What is being asked:
Write out each record below exactly as it appears, with no pictures.

Records from a data source

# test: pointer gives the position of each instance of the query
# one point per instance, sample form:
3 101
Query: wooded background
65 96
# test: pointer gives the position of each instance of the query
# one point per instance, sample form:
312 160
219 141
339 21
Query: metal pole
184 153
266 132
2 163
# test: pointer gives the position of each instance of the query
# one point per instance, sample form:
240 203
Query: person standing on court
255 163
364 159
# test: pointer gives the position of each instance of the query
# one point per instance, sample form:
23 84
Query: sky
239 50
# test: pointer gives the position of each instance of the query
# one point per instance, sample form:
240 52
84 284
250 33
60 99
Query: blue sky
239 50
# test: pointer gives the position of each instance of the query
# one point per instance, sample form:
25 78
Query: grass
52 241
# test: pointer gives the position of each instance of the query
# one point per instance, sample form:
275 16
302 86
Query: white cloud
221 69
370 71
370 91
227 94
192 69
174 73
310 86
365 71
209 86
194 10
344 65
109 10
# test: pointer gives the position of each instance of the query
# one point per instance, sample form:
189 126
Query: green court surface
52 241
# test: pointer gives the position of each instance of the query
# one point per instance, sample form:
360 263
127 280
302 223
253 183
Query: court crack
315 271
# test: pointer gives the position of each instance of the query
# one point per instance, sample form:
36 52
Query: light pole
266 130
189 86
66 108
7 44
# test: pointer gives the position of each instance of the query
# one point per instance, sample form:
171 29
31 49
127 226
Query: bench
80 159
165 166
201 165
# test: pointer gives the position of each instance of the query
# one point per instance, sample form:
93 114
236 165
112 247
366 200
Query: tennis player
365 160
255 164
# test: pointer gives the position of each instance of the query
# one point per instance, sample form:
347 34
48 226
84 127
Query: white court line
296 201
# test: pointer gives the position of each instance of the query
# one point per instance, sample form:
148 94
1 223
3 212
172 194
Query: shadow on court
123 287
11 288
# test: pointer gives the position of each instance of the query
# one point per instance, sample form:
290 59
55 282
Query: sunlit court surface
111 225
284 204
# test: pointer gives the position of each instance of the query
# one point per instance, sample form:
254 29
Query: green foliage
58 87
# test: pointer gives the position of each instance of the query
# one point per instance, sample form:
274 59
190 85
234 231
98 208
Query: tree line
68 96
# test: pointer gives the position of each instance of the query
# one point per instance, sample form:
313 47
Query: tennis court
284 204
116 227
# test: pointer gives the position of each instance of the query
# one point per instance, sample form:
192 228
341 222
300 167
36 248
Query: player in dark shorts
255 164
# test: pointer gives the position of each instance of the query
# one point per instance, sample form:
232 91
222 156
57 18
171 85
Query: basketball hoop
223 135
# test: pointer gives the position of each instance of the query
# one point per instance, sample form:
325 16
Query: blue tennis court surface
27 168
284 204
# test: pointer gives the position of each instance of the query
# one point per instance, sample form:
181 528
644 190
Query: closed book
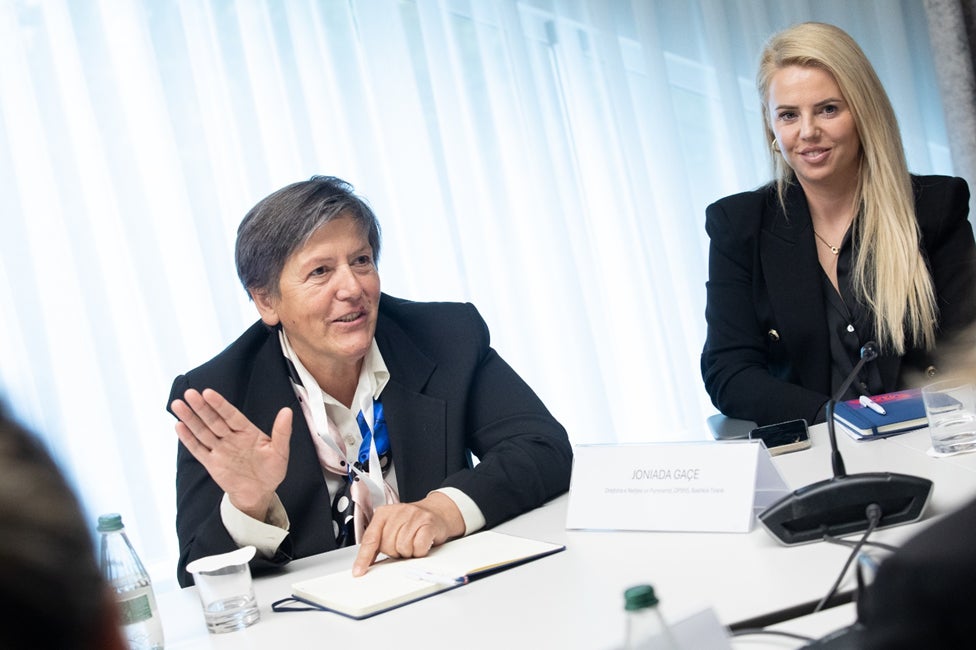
904 411
392 583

Task response:
# test: pointer gives the position of each instance of the query
# one point per instance, sample form:
3 101
Query: wooded background
65 96
# test: pointer gives the position of each instance of the query
# one point per instance, sample form:
312 160
219 141
339 21
Query: metal pole
184 153
266 132
2 163
# test: pointer gives the position of each instance of the query
# one point per instance, sample form:
240 203
Query: person standing on court
255 163
364 159
# test: pointer gives the position of each instance of the query
# one point per instance, sample form:
23 84
Query: sky
239 50
# test: pointer gives the position of each instance of the query
# one point per instance, sample form:
240 52
84 284
250 33
60 99
Query: blue sky
239 50
# test: pointer gives the position of each instance of the query
# one point per instance, sample form:
25 78
Query: grass
52 241
# test: pointer gives the position of each instance of the query
# one point per instance, sample form:
275 16
302 86
Query: white cloud
221 69
370 71
370 91
227 94
192 69
174 73
310 86
365 71
209 86
194 10
344 65
109 10
# test: pointer gives the position of each instance of the query
# one point per instance, sample form:
189 126
Query: green court surface
52 241
# test: pointer gives the position of each instance of the query
# one point per instance, sample form:
360 263
127 280
302 223
253 183
Query: court crack
315 271
# test: pointer gives the position of each instance of the query
# one point per instance, sample form:
36 52
Query: light pole
266 130
189 86
66 108
7 44
# test: pointer gives the position of each instance of the query
# one point per instance, sample form:
171 29
31 49
127 226
Query: bench
80 159
165 166
201 165
# test: pointer gives the position of each instance of the query
# one point per instance, sample form:
93 114
236 165
112 247
366 200
Query: tennis player
365 160
255 164
# test: pointer gives the position of each instance of the query
# one point per instance, sample form:
347 34
48 226
84 127
Query: white court line
296 201
# test: pointer gives the position of each instance of the query
# one point per instance, sample form:
148 94
1 223
3 212
172 194
Query: shadow on court
123 287
11 288
# test: pointer gives the position of each instance of the query
# one point per instance, sample form:
290 59
55 282
Query: sunlit court surface
111 225
284 204
# test: pointer gives the position of each instance of the query
# one point per instance, sample form:
254 29
Query: green foliage
58 87
# test: pointer gives the position of each instance of the query
# one point per instance, sample form:
274 59
190 85
234 231
98 208
Query: tree line
68 96
# test: pointer gives the position of each instance of the query
# one point per instance, sample form:
313 47
Query: tennis court
284 204
116 227
# test: pointer gives the position of each instance of the query
# one point per instance, sample form:
192 228
341 222
300 167
36 248
Query: player in dark shorts
255 164
# test: pointer gives the position of each instance of the query
# one point per instance, sample form:
232 91
222 156
57 18
171 85
Query: basketball hoop
223 135
# test: pointer gives the position of each instance of the query
# one point per instance, sample form:
325 16
Query: blue tennis court surface
27 168
284 204
# test: pointer gives the position of each instance of the query
# one point per instance, sample form:
181 528
644 190
Query: closed book
904 411
392 583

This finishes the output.